### [Task item]
Pictures excluded, return every entry exactly, please.

+++ Source data +++

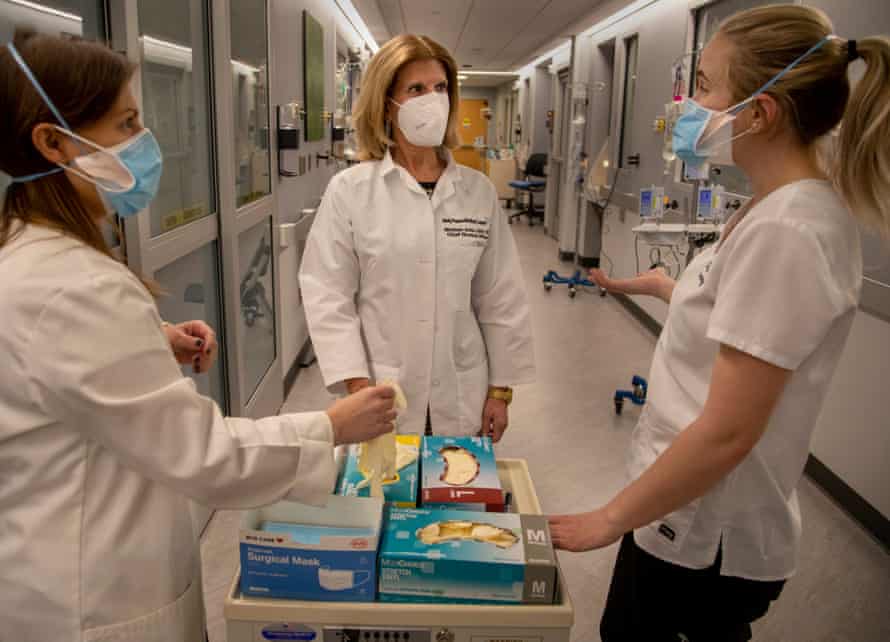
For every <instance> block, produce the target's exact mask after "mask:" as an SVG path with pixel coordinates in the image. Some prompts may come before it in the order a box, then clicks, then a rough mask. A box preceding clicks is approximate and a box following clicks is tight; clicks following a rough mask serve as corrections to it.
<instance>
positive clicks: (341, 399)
mask: <svg viewBox="0 0 890 642" xmlns="http://www.w3.org/2000/svg"><path fill="white" fill-rule="evenodd" d="M395 396H396V393H395V391H394V390H393V389H392V388H391V387H390V386H374V387H369V388H363V389H362V390H359V391H358V392H356V393H354V394H351V395H349V396H348V397H344V398H343V399H339V400H337V401H335V402H334V403H333V404H332V405H331V407H330V408H328V410H327V413H328V417H330V419H331V426H333V429H334V445H335V446H339V445H340V444H356V443H360V442H363V441H368V440H369V439H373V438H374V437H377V436H379V435H382V434H384V433H387V432H389V431H391V430H392V429H393V427H394V424H393V422H394V421H395V420H396V410H395V407H394V403H395Z"/></svg>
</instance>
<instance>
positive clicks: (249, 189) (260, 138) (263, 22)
mask: <svg viewBox="0 0 890 642" xmlns="http://www.w3.org/2000/svg"><path fill="white" fill-rule="evenodd" d="M229 6H230V11H231V15H230V17H231V25H232V27H231V32H232V92H233V95H234V105H233V107H234V121H235V127H234V132H233V136H234V142H235V189H236V199H237V206H238V207H242V206H243V205H246V204H247V203H250V202H251V201H255V200H257V199H258V198H262V197H263V196H265V195H266V194H269V192H270V191H271V182H270V179H269V108H268V102H269V96H268V93H269V75H268V66H269V65H268V56H267V54H266V50H267V36H266V34H267V31H266V2H265V0H230V3H229Z"/></svg>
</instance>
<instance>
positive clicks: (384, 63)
mask: <svg viewBox="0 0 890 642" xmlns="http://www.w3.org/2000/svg"><path fill="white" fill-rule="evenodd" d="M430 59H432V60H438V61H439V62H440V63H442V66H443V67H444V68H445V75H446V76H447V77H448V101H449V103H450V110H449V113H448V128H447V129H446V130H445V140H444V141H443V143H442V144H443V146H444V147H448V148H449V149H452V148H454V147H457V146H458V145H459V144H460V143H459V140H458V136H457V112H458V105H459V104H460V93H459V91H458V86H457V63H456V62H455V61H454V58H453V57H452V56H451V54H450V53H448V50H447V49H445V47H443V46H442V45H440V44H439V43H437V42H436V41H435V40H433V39H432V38H428V37H427V36H415V35H412V34H402V35H400V36H396V37H395V38H393V39H391V40H390V41H388V42H387V43H386V44H385V45H383V46H382V47H381V48H380V50H379V51H378V52H377V53H376V54H374V57H373V58H372V59H371V62H370V63H369V64H368V69H367V71H366V72H365V74H364V77H363V78H362V90H361V93H359V97H358V102H357V103H356V105H355V109H353V111H352V122H353V124H354V126H355V130H356V138H357V139H358V147H359V151H358V155H359V158H361V159H362V160H380V159H381V158H383V156H384V154H385V153H386V150H387V148H389V147H391V146H392V145H395V141H393V140H392V138H391V137H390V136H389V135H388V134H387V131H386V100H387V98H388V97H389V96H390V95H391V94H392V89H393V85H395V82H396V77H397V76H398V74H399V71H401V69H402V67H404V66H405V65H407V64H408V63H409V62H414V61H415V60H430Z"/></svg>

+++

### [Written solution]
For every <instance> block, produce the target's exact mask after "mask:" as an SVG path with pixel coordinates in the image. Some prompts may come before it in the order a box, then clicks, then a rough mask. A box preceding clicks is approximate and a box following clicks is tight; clicks following a rough mask serve as corrections to it.
<instance>
positive clicks: (341, 399)
mask: <svg viewBox="0 0 890 642" xmlns="http://www.w3.org/2000/svg"><path fill="white" fill-rule="evenodd" d="M395 396H396V393H395V391H394V390H393V389H392V388H391V387H390V386H374V387H369V388H363V389H362V390H359V391H358V392H356V393H354V394H351V395H349V396H348V397H344V398H343V399H339V400H337V401H335V402H334V403H333V404H332V405H331V407H330V408H328V410H327V413H328V417H330V419H331V426H333V429H334V445H335V446H339V445H340V444H356V443H360V442H363V441H368V440H369V439H373V438H374V437H377V436H379V435H382V434H384V433H387V432H389V431H391V430H392V429H393V427H394V424H393V422H394V421H395V420H396V410H395V407H394V403H395Z"/></svg>
</instance>
<instance>
positive clicks: (249, 189) (260, 138) (263, 22)
mask: <svg viewBox="0 0 890 642" xmlns="http://www.w3.org/2000/svg"><path fill="white" fill-rule="evenodd" d="M229 6H230V11H231V15H230V17H231V25H232V27H231V32H232V92H233V95H234V105H233V107H234V121H235V127H234V132H233V136H234V142H235V189H236V199H237V206H238V207H242V206H243V205H246V204H247V203H250V202H251V201H255V200H257V199H258V198H262V197H263V196H265V195H266V194H269V192H270V191H271V182H270V179H269V108H268V102H269V96H268V93H269V75H268V66H269V65H268V56H267V54H266V50H267V36H266V34H267V31H266V2H265V0H230V3H229Z"/></svg>
</instance>
<instance>
positive clicks: (384, 63)
mask: <svg viewBox="0 0 890 642" xmlns="http://www.w3.org/2000/svg"><path fill="white" fill-rule="evenodd" d="M430 59H432V60H438V61H439V62H440V63H442V66H443V67H444V68H445V75H446V76H447V77H448V101H449V103H450V110H449V113H448V128H447V129H446V130H445V140H444V141H443V143H442V144H443V146H444V147H448V148H449V149H452V148H454V147H457V146H458V145H459V144H460V143H459V140H458V136H457V112H458V105H459V104H460V93H459V91H458V86H457V63H456V62H455V61H454V58H453V57H452V56H451V54H450V53H448V50H447V49H445V47H443V46H442V45H440V44H439V43H437V42H436V41H435V40H433V39H432V38H428V37H427V36H415V35H412V34H402V35H400V36H396V37H395V38H393V39H391V40H390V41H388V42H387V43H386V44H385V45H383V46H382V47H381V48H380V50H379V51H378V52H377V53H376V54H374V57H373V58H372V59H371V62H370V63H369V64H368V69H367V71H366V72H365V74H364V77H363V78H362V90H361V93H359V97H358V102H357V103H356V105H355V109H353V111H352V122H353V124H354V126H355V130H356V138H357V139H358V147H359V151H358V155H359V158H361V159H362V160H380V159H381V158H383V156H384V154H385V153H386V150H387V148H389V147H391V146H392V145H395V141H393V140H392V138H391V137H390V136H389V135H388V134H387V131H386V100H387V98H388V97H389V96H390V95H391V94H392V89H393V85H395V82H396V77H397V76H398V74H399V71H401V69H402V67H404V66H405V65H407V64H408V63H409V62H414V61H415V60H430Z"/></svg>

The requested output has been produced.